• _Short problem_: Pull out every line in the entries below that contains the word "surface", and copy each of those lines in full.

• _The input_:
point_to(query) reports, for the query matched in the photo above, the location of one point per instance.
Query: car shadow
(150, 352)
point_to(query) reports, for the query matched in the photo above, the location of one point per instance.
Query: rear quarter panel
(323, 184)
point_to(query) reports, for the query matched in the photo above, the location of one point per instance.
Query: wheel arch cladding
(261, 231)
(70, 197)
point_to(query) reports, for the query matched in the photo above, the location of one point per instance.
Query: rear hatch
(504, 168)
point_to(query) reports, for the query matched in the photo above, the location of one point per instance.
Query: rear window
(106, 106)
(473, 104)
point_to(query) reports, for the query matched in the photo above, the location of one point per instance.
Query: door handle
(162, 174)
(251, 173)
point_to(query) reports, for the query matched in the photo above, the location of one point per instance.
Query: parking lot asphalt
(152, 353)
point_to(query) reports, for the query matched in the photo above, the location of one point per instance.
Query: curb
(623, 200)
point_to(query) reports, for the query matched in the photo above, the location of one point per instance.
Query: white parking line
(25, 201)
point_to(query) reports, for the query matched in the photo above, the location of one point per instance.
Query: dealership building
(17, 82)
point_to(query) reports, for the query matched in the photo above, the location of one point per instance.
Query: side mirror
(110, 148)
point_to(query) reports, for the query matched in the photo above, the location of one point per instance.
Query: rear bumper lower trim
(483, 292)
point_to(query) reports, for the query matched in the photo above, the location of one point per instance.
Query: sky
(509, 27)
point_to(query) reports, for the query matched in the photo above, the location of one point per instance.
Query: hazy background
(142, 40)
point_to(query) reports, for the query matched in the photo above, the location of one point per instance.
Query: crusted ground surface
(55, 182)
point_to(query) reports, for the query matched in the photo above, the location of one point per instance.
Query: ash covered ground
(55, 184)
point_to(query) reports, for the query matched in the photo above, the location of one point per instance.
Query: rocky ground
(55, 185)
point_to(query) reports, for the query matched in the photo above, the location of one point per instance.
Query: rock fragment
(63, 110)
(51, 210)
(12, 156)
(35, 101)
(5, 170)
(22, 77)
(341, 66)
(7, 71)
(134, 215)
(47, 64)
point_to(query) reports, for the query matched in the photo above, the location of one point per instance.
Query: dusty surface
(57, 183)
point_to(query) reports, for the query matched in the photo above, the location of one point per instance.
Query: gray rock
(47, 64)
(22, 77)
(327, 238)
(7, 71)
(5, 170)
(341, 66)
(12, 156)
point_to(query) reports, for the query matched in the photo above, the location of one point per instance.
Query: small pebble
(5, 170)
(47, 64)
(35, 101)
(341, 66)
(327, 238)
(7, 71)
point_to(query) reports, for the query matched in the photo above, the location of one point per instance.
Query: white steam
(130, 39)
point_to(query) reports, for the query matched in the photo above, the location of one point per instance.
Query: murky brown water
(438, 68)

• _Completed task_:
Query: crusted ground surface
Query: dusty surface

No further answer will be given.